--- Records shown ---
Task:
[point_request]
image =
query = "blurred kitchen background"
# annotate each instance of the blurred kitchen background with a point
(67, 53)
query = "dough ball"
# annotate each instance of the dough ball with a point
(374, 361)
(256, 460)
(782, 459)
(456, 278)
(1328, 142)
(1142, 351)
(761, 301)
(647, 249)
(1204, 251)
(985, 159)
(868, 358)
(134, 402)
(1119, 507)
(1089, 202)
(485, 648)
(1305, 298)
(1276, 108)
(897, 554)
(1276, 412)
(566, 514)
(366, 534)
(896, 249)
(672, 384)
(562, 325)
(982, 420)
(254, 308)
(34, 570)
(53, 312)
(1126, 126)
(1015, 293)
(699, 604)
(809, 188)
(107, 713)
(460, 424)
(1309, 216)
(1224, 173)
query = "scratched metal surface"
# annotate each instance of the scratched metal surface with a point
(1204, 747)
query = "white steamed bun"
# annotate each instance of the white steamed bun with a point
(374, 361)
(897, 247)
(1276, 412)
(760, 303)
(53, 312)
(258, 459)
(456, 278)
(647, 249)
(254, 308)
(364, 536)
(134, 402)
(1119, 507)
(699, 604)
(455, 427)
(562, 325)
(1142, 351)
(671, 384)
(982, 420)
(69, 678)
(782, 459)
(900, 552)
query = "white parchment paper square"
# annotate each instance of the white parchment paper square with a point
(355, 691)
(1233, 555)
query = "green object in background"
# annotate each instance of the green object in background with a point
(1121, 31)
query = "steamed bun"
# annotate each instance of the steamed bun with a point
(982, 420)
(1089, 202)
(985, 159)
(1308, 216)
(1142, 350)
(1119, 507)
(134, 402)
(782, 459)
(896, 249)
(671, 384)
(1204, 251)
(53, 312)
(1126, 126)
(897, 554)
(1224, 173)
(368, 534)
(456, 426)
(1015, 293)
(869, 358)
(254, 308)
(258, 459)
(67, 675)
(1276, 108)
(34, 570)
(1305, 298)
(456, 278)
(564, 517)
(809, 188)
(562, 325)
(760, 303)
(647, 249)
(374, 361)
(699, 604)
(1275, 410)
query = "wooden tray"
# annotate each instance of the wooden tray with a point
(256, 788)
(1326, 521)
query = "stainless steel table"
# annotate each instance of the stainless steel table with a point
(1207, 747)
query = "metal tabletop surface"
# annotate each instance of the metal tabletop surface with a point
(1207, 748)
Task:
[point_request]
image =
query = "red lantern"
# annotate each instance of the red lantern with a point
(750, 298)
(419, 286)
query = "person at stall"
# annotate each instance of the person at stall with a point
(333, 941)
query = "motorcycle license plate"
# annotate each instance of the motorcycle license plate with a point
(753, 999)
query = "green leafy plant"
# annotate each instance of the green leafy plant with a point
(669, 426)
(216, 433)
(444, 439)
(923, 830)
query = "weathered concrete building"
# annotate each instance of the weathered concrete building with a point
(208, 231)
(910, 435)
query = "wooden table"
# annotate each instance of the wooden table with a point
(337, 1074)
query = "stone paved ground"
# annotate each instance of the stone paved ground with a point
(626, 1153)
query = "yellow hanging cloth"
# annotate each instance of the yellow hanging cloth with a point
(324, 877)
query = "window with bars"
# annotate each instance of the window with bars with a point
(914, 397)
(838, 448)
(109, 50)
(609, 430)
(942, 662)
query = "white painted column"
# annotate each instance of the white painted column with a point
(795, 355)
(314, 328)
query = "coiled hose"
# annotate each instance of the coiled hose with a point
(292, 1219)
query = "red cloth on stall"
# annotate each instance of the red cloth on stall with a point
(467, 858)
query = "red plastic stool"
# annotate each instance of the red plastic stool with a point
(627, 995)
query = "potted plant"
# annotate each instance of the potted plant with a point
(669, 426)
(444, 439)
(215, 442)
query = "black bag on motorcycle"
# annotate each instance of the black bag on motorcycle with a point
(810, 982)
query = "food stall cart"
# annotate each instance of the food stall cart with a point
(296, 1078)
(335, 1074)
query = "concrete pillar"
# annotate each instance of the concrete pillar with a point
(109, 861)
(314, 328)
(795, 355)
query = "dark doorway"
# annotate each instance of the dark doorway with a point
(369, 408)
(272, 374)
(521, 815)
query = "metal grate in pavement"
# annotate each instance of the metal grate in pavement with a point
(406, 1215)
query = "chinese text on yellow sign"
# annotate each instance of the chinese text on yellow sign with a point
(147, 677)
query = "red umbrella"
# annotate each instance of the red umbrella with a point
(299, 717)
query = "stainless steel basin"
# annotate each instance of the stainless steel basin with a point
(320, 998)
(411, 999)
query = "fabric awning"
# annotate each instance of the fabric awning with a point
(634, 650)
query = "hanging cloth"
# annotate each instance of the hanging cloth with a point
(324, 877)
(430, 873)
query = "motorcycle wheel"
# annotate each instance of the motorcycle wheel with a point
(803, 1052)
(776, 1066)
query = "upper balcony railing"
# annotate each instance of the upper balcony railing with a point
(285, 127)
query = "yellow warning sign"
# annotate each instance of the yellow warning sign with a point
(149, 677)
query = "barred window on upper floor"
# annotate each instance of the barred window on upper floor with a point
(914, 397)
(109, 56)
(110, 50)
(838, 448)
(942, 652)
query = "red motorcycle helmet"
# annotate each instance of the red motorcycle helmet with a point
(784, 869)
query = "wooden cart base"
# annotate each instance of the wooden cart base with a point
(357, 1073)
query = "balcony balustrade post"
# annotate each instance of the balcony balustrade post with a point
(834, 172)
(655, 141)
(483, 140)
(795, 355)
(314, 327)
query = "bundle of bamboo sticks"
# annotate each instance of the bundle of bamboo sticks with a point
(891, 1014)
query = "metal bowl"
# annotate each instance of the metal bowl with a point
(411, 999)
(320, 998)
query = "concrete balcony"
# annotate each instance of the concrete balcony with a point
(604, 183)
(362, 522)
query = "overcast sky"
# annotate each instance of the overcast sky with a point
---
- **Exercise prompt**
Please return every line in the rows above that contains the string "cart", matching case exactly.

- **Solved problem**
query = "food stall cart"
# annotate each instance of the food stall cart with a point
query = "wooden cart base"
# annotate each instance of the wooden cart base with a point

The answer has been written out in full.